Passage to read
** Begin **

Veslo Family Restaurant pops up out of nowhere in a residential area in the Bridgeport sector of Kitchener, making it one of a few eastern European restaurants in Waterloo Region. Some would call the cuisine meaty, hearty, stick-to-the-ribs fare; others would call it heavy and plodding. Both descriptions are true—and I like that.
The menu of this family-operated venue starts with basic soups and salads including something called a shopska salad ($4 or $5) of south Slavic origin: roughly chopped pieces of cucumber, tomato, onion and green pepper are lightly dressed with oil and vinegar but with a very liberal, perhaps exceedingly so, blanketing of grated feta-cheese.
The Serbian salad is the same veg but holds the cheese grating. There are also a Caesar and Greek salads, as well as a goulash with or without bread and cheese ($5-$8).
The idiosyncratic lepinja, basically a Balkan flatbread, helps mark the cuisine. It is softer and fluffier than a pita and is a light yeasty bun-like bread—light until the creamy home-made cheese is added, that is. The bread is a traditional pairing with kabob-like cevapi of minced meat grilled sausages and their diminutive cousins cevapicici.
Veslo’s “Grill Menu” features the star attractions of the cuisine: grilled sausages, beef (minced and otherwise), pork schnitzels wrapped in bacon, meat and pork combinations stuffed with cheese, and grilled pork chops. A great old chap hailing from Yugoslavia, my neighbour rhymes off regularly, “I like the pig.” His 80 years tell me he’s got that right and that much is true about Veslo. It’s home-style family cooking and that is probably why the place has been successful.

** End **

[Image object location entries]
** Begin **

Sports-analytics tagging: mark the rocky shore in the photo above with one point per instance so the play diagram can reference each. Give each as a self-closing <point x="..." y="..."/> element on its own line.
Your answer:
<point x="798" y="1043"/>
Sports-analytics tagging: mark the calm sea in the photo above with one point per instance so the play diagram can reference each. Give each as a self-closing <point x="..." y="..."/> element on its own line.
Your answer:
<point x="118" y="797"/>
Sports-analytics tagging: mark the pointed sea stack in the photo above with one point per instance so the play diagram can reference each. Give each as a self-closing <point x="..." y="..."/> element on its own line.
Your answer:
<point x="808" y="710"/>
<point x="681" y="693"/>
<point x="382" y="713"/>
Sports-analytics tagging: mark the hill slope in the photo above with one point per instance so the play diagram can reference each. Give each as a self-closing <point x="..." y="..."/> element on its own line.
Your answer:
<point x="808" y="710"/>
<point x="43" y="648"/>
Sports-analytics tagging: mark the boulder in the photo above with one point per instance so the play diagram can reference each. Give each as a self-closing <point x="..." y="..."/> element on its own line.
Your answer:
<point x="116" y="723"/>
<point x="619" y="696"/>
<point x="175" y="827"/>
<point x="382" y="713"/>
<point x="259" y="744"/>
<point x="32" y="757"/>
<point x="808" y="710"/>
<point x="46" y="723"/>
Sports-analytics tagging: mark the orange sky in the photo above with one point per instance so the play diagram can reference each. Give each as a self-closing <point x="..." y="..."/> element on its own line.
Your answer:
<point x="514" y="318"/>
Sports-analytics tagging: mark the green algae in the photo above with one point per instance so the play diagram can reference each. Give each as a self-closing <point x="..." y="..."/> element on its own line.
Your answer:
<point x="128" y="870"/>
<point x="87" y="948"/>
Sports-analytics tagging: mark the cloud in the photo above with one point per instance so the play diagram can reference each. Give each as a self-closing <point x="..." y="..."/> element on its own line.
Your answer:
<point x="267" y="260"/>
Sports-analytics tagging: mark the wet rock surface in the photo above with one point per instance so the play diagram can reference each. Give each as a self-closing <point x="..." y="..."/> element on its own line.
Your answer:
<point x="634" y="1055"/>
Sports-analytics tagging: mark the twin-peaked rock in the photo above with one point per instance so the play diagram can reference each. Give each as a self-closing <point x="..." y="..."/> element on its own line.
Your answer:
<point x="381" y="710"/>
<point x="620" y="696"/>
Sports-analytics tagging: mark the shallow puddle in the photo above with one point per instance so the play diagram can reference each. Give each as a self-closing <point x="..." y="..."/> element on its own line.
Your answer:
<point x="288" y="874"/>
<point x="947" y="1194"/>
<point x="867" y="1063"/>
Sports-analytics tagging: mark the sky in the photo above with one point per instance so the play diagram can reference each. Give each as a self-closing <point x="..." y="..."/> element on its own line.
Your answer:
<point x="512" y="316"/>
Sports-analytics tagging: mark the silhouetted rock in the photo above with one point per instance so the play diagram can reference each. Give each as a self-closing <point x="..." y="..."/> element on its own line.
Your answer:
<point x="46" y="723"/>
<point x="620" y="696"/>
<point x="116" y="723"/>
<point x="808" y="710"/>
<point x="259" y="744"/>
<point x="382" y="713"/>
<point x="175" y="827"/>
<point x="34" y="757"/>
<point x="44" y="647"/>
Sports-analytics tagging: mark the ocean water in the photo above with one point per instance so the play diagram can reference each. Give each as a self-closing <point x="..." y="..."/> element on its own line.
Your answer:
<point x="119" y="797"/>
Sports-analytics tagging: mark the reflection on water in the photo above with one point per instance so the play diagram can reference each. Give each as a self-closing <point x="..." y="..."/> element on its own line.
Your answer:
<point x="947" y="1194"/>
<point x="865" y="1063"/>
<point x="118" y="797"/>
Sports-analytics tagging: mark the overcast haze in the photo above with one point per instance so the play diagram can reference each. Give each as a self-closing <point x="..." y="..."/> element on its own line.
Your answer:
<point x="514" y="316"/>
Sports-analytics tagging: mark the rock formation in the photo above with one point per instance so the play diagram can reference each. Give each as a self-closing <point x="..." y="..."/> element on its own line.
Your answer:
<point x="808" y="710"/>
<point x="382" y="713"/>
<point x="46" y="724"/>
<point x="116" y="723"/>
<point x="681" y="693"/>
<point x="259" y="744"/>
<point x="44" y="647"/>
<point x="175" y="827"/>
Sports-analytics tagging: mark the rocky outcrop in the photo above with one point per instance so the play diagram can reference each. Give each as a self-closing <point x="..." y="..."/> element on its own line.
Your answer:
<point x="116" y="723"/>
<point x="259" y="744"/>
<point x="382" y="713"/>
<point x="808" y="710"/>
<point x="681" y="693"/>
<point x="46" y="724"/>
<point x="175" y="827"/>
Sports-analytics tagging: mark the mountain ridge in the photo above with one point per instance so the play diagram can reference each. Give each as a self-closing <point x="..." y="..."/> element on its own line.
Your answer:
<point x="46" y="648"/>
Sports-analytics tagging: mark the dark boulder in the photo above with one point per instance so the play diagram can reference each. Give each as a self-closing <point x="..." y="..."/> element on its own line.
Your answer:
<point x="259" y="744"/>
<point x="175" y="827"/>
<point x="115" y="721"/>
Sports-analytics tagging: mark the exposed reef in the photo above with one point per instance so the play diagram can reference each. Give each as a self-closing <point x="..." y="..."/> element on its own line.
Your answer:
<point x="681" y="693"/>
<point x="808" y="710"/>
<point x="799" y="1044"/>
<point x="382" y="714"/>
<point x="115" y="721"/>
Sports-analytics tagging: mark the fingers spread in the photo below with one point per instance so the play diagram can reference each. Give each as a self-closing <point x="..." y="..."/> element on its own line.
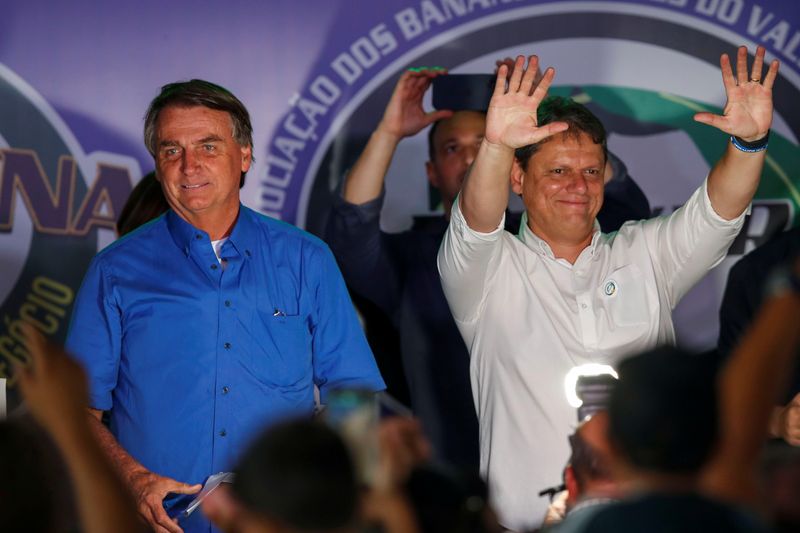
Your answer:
<point x="741" y="65"/>
<point x="772" y="73"/>
<point x="516" y="76"/>
<point x="758" y="64"/>
<point x="529" y="75"/>
<point x="728" y="79"/>
<point x="544" y="85"/>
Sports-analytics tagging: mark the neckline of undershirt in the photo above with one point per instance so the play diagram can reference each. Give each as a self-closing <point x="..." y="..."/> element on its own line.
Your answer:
<point x="217" y="245"/>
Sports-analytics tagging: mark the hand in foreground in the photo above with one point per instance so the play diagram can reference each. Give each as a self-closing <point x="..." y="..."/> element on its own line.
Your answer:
<point x="222" y="509"/>
<point x="748" y="111"/>
<point x="511" y="121"/>
<point x="54" y="387"/>
<point x="149" y="490"/>
<point x="404" y="115"/>
<point x="402" y="446"/>
<point x="786" y="422"/>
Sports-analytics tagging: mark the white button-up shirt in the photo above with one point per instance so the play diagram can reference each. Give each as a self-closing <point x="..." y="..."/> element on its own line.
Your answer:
<point x="528" y="318"/>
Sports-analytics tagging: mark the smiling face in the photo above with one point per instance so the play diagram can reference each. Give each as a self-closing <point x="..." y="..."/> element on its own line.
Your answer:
<point x="562" y="189"/>
<point x="199" y="165"/>
<point x="455" y="144"/>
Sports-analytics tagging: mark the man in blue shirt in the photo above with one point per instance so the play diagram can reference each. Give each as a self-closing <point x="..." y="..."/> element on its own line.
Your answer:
<point x="206" y="323"/>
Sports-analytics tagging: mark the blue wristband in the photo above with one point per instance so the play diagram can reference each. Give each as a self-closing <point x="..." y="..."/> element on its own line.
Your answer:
<point x="750" y="146"/>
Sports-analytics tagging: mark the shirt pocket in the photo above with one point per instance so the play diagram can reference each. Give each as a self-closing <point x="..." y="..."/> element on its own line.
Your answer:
<point x="283" y="354"/>
<point x="623" y="295"/>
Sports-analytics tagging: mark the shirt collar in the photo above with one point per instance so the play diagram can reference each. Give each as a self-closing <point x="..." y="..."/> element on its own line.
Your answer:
<point x="185" y="234"/>
<point x="541" y="247"/>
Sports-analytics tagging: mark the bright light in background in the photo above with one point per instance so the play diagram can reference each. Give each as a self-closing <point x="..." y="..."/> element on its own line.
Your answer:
<point x="589" y="369"/>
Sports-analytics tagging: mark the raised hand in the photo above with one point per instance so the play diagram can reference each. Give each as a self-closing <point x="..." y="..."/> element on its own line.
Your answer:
<point x="511" y="120"/>
<point x="748" y="111"/>
<point x="404" y="115"/>
<point x="54" y="387"/>
<point x="509" y="62"/>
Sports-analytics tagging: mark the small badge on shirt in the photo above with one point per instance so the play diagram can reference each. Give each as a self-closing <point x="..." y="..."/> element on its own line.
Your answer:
<point x="610" y="288"/>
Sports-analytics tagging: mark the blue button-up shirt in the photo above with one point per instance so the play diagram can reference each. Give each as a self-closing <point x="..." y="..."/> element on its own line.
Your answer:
<point x="193" y="357"/>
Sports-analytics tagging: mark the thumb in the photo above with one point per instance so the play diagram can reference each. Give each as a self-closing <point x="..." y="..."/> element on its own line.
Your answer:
<point x="185" y="488"/>
<point x="710" y="119"/>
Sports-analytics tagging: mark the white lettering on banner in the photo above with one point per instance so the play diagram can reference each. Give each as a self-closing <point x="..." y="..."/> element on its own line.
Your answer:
<point x="301" y="127"/>
<point x="365" y="52"/>
<point x="431" y="14"/>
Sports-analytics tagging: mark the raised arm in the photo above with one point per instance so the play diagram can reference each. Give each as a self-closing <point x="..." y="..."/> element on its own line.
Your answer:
<point x="404" y="117"/>
<point x="511" y="123"/>
<point x="747" y="116"/>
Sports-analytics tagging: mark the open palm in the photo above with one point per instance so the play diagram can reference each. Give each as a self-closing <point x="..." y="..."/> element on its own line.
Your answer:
<point x="748" y="111"/>
<point x="511" y="120"/>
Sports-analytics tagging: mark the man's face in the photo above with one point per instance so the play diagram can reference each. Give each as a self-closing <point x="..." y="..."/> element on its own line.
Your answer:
<point x="455" y="145"/>
<point x="562" y="188"/>
<point x="199" y="164"/>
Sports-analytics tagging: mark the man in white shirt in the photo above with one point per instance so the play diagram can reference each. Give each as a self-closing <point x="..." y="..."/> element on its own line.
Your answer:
<point x="562" y="294"/>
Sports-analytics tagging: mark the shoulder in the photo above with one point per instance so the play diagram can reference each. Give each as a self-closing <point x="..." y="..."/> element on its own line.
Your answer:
<point x="142" y="238"/>
<point x="285" y="237"/>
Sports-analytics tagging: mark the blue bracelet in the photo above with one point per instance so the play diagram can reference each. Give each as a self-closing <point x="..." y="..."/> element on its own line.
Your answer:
<point x="750" y="146"/>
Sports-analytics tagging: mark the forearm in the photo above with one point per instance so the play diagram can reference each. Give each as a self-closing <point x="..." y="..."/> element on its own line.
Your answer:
<point x="365" y="181"/>
<point x="484" y="196"/>
<point x="733" y="181"/>
<point x="104" y="503"/>
<point x="125" y="465"/>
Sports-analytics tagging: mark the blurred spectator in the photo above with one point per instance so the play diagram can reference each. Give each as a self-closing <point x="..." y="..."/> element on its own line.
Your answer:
<point x="689" y="449"/>
<point x="743" y="298"/>
<point x="55" y="391"/>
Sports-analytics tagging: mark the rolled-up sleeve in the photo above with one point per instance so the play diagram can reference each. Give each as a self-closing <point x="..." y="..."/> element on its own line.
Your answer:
<point x="341" y="356"/>
<point x="94" y="336"/>
<point x="464" y="259"/>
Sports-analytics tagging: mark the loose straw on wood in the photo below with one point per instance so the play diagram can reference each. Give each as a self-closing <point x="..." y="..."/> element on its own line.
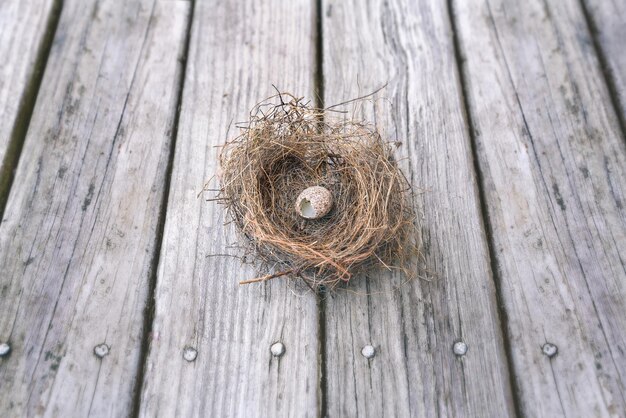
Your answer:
<point x="288" y="146"/>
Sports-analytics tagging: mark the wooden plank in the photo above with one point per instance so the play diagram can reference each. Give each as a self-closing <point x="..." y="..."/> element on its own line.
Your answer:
<point x="78" y="240"/>
<point x="608" y="22"/>
<point x="413" y="326"/>
<point x="553" y="164"/>
<point x="25" y="31"/>
<point x="238" y="49"/>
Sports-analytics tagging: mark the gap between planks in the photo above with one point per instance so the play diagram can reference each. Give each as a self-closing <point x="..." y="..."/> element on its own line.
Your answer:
<point x="27" y="106"/>
<point x="484" y="212"/>
<point x="150" y="302"/>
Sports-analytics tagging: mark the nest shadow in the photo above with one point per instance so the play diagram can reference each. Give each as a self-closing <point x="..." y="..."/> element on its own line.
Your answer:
<point x="288" y="146"/>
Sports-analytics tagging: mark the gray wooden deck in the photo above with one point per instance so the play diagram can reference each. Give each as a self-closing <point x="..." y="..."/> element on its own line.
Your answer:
<point x="114" y="300"/>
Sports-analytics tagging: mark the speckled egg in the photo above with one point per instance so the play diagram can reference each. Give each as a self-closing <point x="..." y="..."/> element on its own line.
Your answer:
<point x="314" y="202"/>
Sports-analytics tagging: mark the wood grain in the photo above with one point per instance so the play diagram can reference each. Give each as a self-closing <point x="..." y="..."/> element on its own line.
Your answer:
<point x="237" y="51"/>
<point x="413" y="326"/>
<point x="553" y="164"/>
<point x="24" y="27"/>
<point x="608" y="21"/>
<point x="78" y="239"/>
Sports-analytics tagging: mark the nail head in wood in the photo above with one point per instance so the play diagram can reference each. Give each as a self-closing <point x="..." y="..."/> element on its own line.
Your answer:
<point x="5" y="349"/>
<point x="550" y="350"/>
<point x="190" y="354"/>
<point x="368" y="351"/>
<point x="459" y="348"/>
<point x="277" y="349"/>
<point x="101" y="350"/>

** End **

Your tasks
a) Please retype the restaurant review's wording, starting at "The Serbian salad" and ending at "and cheese ($5-$8).".
b) Render this sentence from the restaurant review in Spanish: "The idiosyncratic lepinja, basically a Balkan flatbread, helps mark the cuisine."

The responses
a)
The Serbian salad is the same veg but holds the cheese grating. There are also a Caesar and Greek salads, as well as a goulash with or without bread and cheese ($5-$8).

b) La peculiar lepinja, básicamente un pan plano balcánico, ayuda a caracterizar la cocina.